The proposed ranking approach allows to rank user-generated content units from different platforms independent of a search query. It can be applied in a discovery engine that provides users with the content units that have the highest score of all evaluated content units.

A discovery engine for user-generated content is an example application for the proposed query- independent ranking approach. Figure 23 shows a wireframe of the proposed concept. The main area in the center shows user-generated content units from different platforms. The user- generated content units are displayed in the order of their rank based on the five scores. The weight of the five scores can be adjusted by the user according to his interests and information needs. Figure 24 specifies in detail the presentation of content units. The content of a content unit is displayed in the central area. At the top, the source URL and its source score is displayed along with the publishing date. Below this, the author and the author score is given. Directly above the content, the title of the contribution is provided. Next to the title the result score is visualized by stars. The result score is also provided in numerical form. At the bottom the extrinsic score is displayed as popularity. Below the extrinsic score, the extrinsic measures that led to the extrinsic score are provided. The triangle next to Popularity indicates that measures can be displayed or hidden as desired. The more user-generated content units the discovery engine evaluates, the worthier are the results. Ideally, the discovery engine covers all public user-generated content units.

The discovery engine for user-generated content enables exploratory search and is suited for users with feature-related information needs, who do not search for a specific topic or search term and do not have an exact idea of what they want to find. A user who seeks the best scoring content units could explore the content units displayed by the discovery engine in the order of their overall score. Users could use the discovery engine to look for inspiration, for something new, or for what is going on in the world. Users can visit the discovery engine to discover what people share, comment on and like world wide.

Due to the platform comparability users get the results for various platforms. Consequently, they do not longer need to know which platforms are most relevant and they do not need to know beforehand which authors are most active and most recommended.

- - - -

SET EXERCISE 1: In the discovery engine passage, what visualizes the result score next to the title?
The discovery engine passage has no connection to the listing.

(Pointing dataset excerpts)
- - - -

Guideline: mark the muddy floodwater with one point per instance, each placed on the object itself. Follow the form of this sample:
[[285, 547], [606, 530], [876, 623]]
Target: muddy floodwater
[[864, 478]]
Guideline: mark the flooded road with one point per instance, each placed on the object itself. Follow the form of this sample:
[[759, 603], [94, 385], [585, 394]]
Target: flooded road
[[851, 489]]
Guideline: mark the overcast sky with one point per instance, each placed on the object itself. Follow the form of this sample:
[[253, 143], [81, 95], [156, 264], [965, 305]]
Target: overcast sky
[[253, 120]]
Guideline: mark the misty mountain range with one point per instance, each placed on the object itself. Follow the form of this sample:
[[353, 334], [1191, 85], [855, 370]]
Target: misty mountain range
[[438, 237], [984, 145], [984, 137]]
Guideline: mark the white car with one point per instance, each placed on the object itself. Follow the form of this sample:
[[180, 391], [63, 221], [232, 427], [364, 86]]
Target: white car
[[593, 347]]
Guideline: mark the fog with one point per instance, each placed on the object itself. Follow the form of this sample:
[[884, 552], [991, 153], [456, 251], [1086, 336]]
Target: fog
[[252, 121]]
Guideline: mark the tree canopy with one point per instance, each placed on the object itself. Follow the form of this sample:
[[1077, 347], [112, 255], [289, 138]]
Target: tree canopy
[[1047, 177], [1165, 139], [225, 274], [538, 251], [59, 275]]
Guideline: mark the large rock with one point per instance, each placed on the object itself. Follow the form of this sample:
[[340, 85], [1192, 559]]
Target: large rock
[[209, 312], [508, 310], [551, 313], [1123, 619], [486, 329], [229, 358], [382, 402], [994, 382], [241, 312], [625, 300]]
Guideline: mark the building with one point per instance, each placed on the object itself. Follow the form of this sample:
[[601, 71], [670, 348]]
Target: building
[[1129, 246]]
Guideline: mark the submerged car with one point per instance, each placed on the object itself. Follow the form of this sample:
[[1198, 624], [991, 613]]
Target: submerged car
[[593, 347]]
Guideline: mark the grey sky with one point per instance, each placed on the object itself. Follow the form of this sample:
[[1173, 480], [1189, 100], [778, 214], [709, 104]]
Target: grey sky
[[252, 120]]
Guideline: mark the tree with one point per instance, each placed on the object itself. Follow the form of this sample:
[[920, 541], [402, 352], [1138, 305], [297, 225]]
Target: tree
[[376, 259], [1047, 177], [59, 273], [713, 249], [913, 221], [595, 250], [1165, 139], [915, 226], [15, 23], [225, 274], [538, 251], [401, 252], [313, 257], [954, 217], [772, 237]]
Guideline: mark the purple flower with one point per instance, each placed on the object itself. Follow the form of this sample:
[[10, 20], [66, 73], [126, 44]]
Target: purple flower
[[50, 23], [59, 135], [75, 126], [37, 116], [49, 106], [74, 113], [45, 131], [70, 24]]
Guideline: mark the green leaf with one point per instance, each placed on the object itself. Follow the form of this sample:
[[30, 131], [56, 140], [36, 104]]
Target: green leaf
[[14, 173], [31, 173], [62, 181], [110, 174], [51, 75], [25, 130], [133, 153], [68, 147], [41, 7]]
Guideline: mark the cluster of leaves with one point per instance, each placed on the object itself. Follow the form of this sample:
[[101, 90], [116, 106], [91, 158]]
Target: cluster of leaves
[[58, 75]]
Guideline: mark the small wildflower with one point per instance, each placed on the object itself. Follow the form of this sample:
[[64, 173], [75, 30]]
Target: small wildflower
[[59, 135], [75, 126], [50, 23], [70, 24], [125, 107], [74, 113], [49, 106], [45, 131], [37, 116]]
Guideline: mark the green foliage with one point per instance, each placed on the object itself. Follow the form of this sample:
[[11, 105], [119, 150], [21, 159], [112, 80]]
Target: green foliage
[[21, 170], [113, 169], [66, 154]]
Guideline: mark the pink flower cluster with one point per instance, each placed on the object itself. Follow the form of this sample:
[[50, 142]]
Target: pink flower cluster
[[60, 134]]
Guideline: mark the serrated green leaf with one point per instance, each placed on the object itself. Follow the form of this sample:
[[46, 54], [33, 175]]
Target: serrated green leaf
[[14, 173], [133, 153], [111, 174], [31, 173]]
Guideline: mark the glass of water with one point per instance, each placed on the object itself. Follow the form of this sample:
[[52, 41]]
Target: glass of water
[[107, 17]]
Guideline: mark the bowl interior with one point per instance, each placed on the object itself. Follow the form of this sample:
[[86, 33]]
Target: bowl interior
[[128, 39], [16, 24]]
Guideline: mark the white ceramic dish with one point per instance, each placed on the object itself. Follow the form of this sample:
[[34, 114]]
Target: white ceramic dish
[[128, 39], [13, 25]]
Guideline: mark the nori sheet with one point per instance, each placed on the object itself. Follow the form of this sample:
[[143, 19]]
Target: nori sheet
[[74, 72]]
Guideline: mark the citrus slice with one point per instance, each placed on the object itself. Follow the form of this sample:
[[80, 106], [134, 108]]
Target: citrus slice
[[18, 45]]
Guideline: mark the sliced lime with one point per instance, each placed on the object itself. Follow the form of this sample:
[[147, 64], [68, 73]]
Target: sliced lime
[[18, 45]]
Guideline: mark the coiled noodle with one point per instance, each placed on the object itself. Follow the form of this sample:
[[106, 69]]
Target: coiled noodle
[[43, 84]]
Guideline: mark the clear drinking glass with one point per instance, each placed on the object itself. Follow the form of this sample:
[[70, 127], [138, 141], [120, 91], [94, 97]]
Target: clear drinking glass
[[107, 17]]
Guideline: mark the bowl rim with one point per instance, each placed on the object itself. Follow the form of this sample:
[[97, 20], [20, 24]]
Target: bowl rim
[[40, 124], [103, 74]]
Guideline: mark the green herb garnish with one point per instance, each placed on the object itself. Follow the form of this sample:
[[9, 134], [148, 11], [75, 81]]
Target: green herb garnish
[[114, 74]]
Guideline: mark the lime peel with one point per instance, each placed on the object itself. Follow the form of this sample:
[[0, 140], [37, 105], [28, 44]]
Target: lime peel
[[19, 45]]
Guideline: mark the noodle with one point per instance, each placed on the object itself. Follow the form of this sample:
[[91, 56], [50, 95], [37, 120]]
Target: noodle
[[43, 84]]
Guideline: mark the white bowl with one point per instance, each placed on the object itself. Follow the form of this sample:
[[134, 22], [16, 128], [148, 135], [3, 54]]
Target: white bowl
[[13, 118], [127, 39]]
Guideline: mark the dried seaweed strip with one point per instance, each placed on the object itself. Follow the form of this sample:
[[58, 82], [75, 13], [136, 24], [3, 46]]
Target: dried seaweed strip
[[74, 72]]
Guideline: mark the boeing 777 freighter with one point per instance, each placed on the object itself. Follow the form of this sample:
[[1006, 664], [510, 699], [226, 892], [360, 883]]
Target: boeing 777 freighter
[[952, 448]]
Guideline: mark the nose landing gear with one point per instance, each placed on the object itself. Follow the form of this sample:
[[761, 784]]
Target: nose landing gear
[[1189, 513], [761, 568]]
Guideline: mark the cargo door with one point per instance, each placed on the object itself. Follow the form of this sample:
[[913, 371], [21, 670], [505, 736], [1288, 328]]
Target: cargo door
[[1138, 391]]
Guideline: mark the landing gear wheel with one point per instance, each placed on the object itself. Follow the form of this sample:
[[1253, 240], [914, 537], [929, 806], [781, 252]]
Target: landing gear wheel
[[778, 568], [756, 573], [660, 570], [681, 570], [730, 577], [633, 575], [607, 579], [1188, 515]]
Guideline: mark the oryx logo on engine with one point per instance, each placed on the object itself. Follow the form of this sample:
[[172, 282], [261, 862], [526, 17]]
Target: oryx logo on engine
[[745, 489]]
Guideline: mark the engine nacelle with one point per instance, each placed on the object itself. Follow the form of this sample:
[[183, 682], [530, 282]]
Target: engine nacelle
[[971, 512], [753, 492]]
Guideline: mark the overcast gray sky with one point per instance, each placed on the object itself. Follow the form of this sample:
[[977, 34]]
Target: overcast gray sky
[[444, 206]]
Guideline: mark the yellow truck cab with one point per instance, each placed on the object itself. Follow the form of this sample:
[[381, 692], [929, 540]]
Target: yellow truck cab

- - - -

SET EXERCISE 2: Please echo the listing lines from the one containing "Guideline: mark the large" through the one containing "Target: large rock", both included.

FULL RESPONSE 1: Stars.

FULL RESPONSE 2:
Guideline: mark the large rock with one point per instance, each placed on the object itself. Follow the form of this sample:
[[340, 85], [1192, 559]]
Target: large rock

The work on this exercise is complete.